**Problem set:**
(a) Do these statements agree with the article on AI agent risks? For each, answer yes or no and quote the deciding words from the article. (i) The article cites the EU AI Act as an example of a regulatory initiative. (ii) The article says AI agents can weigh ethics against efficiency the way humans do. (iii) The article counts unauthorized or malicious activity among the risks discussed in the boardroom.
(b) Could you pick up the article on AI agent risks after its final sentence and keep writing it?

**Passage provided:**
*** Begin section ***

Dystopian Risks or Happy Endings?: AI carries potential risks like loss of oversight and harmful decision-making, reminiscent of Hollywood's dystopian scenarios, impacting individuals' lives and societal dynamics.
AI's Singular Focus: Efficiency vs. Balance: AI lacks the ability to balance multifaceted human concerns, focusing solely on achieving set goals, which may lead to catastrophic results if not managed properly.
Regulators Take Control: Regulators globally demand concrete controls for AI, pushing against biased or unlawful uses, as seen in initiatives like the EU AI Act and CFPB guidelines.
AI's Role in Our Daily Lives: With AI increasingly making decisions for daily tasks, unanswered questions loom about its societal impacts and the trajectory of human autonomy.
Most of us wonder whether 2025 will be the year Artificial Intelligence (AI) agents finally stop suggesting playlist songs and start running the world. And not far behind will be the Autonomous AI Agent—basically an AI that not only thinks for itself but might also ask for a raise.
But with existential risks on the table (giving up autonomy, anyone?), is there a guardrail strategy to deliver safe AI? Let’s ground ourselves on the big risks and talk about the approach you can take to apply controls at the right place, with the right evidence, for the right human oversight.
The Wide World of AI Agent Risks
The oldest of us grew up wary of the dystopian outcomes of A Space Odyssey or Blade Runner, while the youngest of us remember WALL-E and the benefits AI could have for humanity.
Today, technology leaders are dealing with a collection of immediate but critical risks (still Hollywood-worthy) impeding operational advancement. The most prevalent risks being discussed amongst technology leaders in the boardroom include:
- Loss of effective human oversight, including on many small, compounding decisions (seeing the sausage being made, as it is sometimes called);
- Psychological impact on individuals, including unhealthy or detrimental attachments from users;
- Unauthorized or malicious activity;
- Material impact on the health, safety, or financial well-being as a result of flawed or biased decision-making; and
- Manipulation or active coercion causes individuals to make decisions they may not otherwise make.
Other risks include privacy, data concerns, and broad societal impact. If you’ve read stories about the AI ‘bot farms’ spreading disinformation for political gain, you’re familiar with the impact.
When AI is empowered to scale decisions on daily tasks (where we drive, what we eat, what we watch) without humans in the loop, what does that do to individuals, society, and our collective trajectory?
One final risk we must highlight, related to many of the items listed above and maybe the most existential, is the inability of AI agents to assess scale and impact as a result of their actions.
You see, an AI agent will always carry out the demands of its programmers to perfection. But they lack the human ability to achieve a balance of process, ethics, efficiency, transparency, speed, understanding, societal impact, etc.

*** End section ***

[Collected data entries]
*** Begin section ***

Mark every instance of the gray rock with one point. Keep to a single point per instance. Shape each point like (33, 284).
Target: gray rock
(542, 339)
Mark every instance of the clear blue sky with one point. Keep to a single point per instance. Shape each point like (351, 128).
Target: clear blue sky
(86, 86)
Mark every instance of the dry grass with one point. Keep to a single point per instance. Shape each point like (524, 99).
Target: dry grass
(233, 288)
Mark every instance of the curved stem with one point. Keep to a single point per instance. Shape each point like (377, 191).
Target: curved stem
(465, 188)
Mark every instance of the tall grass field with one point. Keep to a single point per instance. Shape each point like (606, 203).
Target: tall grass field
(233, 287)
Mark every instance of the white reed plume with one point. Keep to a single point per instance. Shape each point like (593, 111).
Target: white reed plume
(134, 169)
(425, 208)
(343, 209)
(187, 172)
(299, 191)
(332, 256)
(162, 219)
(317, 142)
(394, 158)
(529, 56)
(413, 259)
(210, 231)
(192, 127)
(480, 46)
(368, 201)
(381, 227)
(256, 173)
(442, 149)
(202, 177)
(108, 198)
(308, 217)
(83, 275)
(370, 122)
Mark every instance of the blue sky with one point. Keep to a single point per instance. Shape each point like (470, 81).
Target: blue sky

*** End section ***

**Task answers:**
(a)
(i) Yes: "as seen in initiatives like the EU AI Act and CFPB guidelines"
(ii) No: "But they lack the human ability to achieve a balance of process, ethics, efficiency, transparency, speed, understanding, societal impact, etc."
(iii) Yes: "Unauthorized or malicious activity"

(b)
An AI agent is not capable of balancing all of these real and human factors to achieve a ‘good enough’ or equilibrium state. An AI agent will only be focused on a singular goal, maximizing task completion to the fullest extent.
World-renowned AI expert Professor Yoshua Bengio, among others, has noted that the risks of AI agents are the most concerning out of all generative AI risks and that these models may optimize towards a goal that is unknown and uninterpretable by people (even if the goals are set by humans). This could have catastrophic consequences.
Regulators Demand Evidenced Controls
With those risks in mind, global regulators are laying the groundwork for technology leaders to establish effective controls to these risks (albeit cautiously), and letting organizations know what is, and is not, acceptable at this stage across our societies.
In the US, the consumer reporting agency and the mortgage industry have looked to apply automated decision-making to the credit decision and mortgage underwriting processes. The Consumer Financial Protection Bureau (CFPB) swiftly issued guidance pushing back on this use, saying, “There is no special exemption for artificial intelligence," with concerns that data sets used for decision-making were not always relevant to an individual's finances.
Across the pond, the EU AI Act listed out a set of Prohibit Acts, set to be in effect in February of 2025. Among the Prohibited Acts is the use of AI for social scoring, essentially utilizing AI systems to evaluate or classify individuals based on social behavior or traits. Not unlike the CFPB’s concerns, the EU is focused on unlawful and biased decision-making (or categorization) of individuals and chose to prohibit this type of behavior from AI systems outright.
Setting the Foundation
Luckily, this first wave of generative AI has forced society, boardrooms, and leadership teams to start looking at the thorny issues of bias, hallucination, and material impact resulting from our models' advances.
And leaders have arrived at two core principles when dealing with the risks and opportunities of AI agents.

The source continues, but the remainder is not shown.